▶ [Passage to read]:
[Start]

He was a 4-star rated prospect projected to play linebacker but Nick Saban turned him into a 3-4 defensive end, certainly no easy task.
Square tore his ACL in 2009 and little was said of him after that, even after he earned six starts in 2010.
He earned a full-time starting position in 2011 and was a critical piece to Alabama's ridiculously good defense.
Maybe he isn't talked about much because he has only four career sacks from the blindside defensive end position, but numbers from the defensive line mean nothing at Alabama.
It's all about creating opportunities for the linebackers.
Square played a big part in the success of Alabama's sack machine, Courtney Upshaw, for the past two seasons.
His job isn't to get the big stats, but rather to impose his will on the opposing offensive line. That he did well.
Square looks to hold onto his starting role as the Tide's starting right defensive end.
Left Guard, 6'3", 320 pounds, Senior
Chance Warmack has been a steady, powerful contributor on the offensive line for the past two seasons, and participated in several games as a true freshman.
With William Vlachos being on the Rimington Trophy watch list a couple times, NFL scouts drooling over D.J. Fluker and Barrett Jones winning the Outland Trophy in his first year starting at left tackle, not a lot of folks were talking about Warmack and his success.
And when the offensive line's failures were brought up, Warmack's name was nowhere to be found.
Warmack played a big part in Jones' success at left tackle in 2011. He rarely to never missed assignments, pancaked a lot of defenders and almost never committed a penalty.
I am a huge Vlachos fan, but I remember him being called for holding several times during the past three years, but I honestly can't recall a holding call on big No. 65 in 2011.
Warmack is a consistent, reliable force on the Tide's offensive line, and NFL scouts already recognize this. He is ranked by many as a top-five guard nationally, but I expect his stock will rise.

[End]

Please carry on the Alabama player profiles from the point where they stop. The material that comes next has nothing to do with this.

▶ [Stored data]:
[Start]

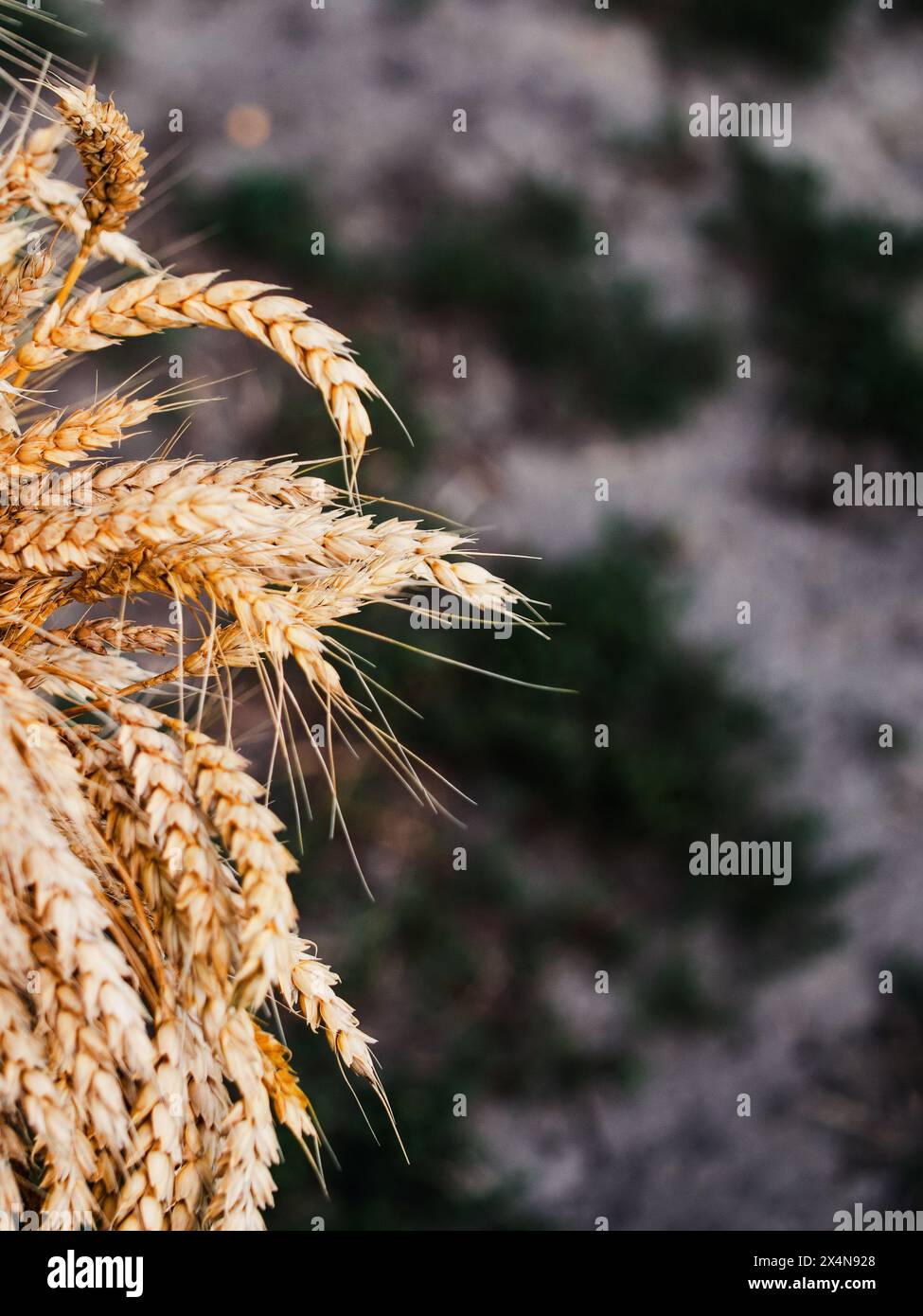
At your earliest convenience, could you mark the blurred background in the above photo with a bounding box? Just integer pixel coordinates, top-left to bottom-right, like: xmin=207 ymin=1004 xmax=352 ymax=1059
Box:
xmin=16 ymin=0 xmax=923 ymax=1231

[End]

▶ [Written answer]:
An even more underrated aspect to Warmack's game is how well he will help Cyrus Kouandjio settle into his new starting role at left tackle.
He is the real deal, and I don't expect Warmack to last through day two of the 2013 NFL draft.
Running Back, 5'9", 187 pounds, Redshirt Freshman
I have heard plenty of Alabama fans and critics alike say that Demetrius "Dee" Hart can't be a real running back at Alabama.
And I am one of them.
Because of this, his true worth is lost to just about everyone but Nick Saban and the coaches.
He's about the same height as Mark Ingram was, but his light weight has made many wonder how well he can run between the tackles in the SEC.
How can a running back get solid yardage in the SEC if he can't break arm tackles?
I'm not so sure he'll even need to, assuming he is utilized properly.
Hart is an electrifying player who just makes things happen. Sure, he hasn't played a single college football game, but that's only due to his torn ACL last summer. Before that injury, you can bet Saban had big plans for this young man.
But everyone is talking about Eddie Lacy and his spin move, true freshman phenom T.J. Yeldon and Alabama's resident bulldozer, Jalston Fowler.
True, Hart cannot do everything expected of an Alabama running back, but he has his own special talents that will do more for the team than most realize.
Before the 2012 season is over Hart will live up to that 5-star rating he had while being recruited.
Just wait until he hauls in his first touchdown reception. And his second, third, etc. This guy has screen pass written all over him.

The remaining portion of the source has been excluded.